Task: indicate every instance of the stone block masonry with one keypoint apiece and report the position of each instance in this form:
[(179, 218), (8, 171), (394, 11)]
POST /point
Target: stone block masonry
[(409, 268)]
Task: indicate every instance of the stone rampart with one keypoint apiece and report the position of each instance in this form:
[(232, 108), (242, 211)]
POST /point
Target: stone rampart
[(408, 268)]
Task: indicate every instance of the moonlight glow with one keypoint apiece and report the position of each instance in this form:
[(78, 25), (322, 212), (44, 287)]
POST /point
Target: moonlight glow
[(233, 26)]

□ □ □

▸ EXERCISE PROMPT
Give every line of the material again, exactly as it reads.

▸ WORKED ANSWER
Task: indicate every instance of the stone block masonry with one keypoint apiece and report the position of each instance in this form:
[(179, 218), (8, 171), (394, 11)]
POST /point
Target: stone block masonry
[(409, 268)]
Task: indicate every instance of the stone rampart with one keypoint apiece and report the position of each instance in this form:
[(232, 108), (242, 211)]
POST /point
Target: stone rampart
[(408, 268)]
Task: indicate every instance of the moonlight glow with one keypoint apiece and report the position of each instance in this form:
[(78, 25), (322, 212), (44, 287)]
POST /point
Target: moonlight glow
[(233, 26)]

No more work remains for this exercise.